Your assignment: Could you please find each line in the records that contains the word "green" and copy it?

Extracted information:
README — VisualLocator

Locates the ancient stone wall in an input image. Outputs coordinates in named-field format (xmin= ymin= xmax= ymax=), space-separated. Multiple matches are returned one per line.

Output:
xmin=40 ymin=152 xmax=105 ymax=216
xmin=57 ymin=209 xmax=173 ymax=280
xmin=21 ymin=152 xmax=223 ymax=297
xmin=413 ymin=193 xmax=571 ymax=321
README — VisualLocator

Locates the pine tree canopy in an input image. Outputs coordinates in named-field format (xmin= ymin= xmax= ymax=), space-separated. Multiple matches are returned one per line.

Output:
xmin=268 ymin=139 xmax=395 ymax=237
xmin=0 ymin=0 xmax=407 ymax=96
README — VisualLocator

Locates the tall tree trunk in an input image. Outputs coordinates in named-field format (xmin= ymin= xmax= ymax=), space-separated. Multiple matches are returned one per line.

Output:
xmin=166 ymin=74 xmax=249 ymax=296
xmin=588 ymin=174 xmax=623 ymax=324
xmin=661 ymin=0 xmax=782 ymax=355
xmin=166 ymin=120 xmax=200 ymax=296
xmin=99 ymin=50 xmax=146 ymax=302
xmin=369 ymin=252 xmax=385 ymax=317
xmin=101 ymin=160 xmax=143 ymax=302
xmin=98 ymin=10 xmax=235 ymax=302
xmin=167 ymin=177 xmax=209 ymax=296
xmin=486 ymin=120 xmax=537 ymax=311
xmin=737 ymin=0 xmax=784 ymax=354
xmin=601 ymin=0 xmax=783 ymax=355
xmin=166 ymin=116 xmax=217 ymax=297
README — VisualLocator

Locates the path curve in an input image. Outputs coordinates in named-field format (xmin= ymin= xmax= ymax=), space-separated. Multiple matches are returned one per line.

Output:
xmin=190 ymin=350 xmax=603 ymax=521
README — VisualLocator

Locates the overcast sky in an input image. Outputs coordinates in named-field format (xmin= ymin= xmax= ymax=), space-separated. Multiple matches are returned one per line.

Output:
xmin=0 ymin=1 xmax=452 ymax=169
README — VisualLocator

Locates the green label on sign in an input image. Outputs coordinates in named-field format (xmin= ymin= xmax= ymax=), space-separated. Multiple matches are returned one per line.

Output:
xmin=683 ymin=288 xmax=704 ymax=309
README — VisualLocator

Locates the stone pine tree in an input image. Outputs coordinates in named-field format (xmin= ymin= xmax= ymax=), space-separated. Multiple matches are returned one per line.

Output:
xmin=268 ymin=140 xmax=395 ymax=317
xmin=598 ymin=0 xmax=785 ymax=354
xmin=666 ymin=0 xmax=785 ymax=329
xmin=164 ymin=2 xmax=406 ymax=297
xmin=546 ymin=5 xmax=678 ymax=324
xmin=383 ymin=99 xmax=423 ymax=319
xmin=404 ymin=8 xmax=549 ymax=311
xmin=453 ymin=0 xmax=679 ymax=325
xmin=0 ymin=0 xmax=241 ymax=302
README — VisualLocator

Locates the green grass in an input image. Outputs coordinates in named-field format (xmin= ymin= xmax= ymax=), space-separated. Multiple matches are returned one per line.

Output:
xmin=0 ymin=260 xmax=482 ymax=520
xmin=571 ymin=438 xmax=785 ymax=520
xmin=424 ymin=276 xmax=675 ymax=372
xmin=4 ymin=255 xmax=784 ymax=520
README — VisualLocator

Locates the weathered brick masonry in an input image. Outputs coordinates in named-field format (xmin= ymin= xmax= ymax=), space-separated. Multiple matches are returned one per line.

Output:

Problem solution:
Locates the green label on sign in an input image. Outputs coordinates in named-field format (xmin= ymin= xmax= ymax=), space-separated. Multiple matches are returned one per line.
Locates the green grass in an input image. Outputs coordinates in named-field format (xmin= ymin= xmax= ymax=), space-separated. Multiple matches are returned one per line.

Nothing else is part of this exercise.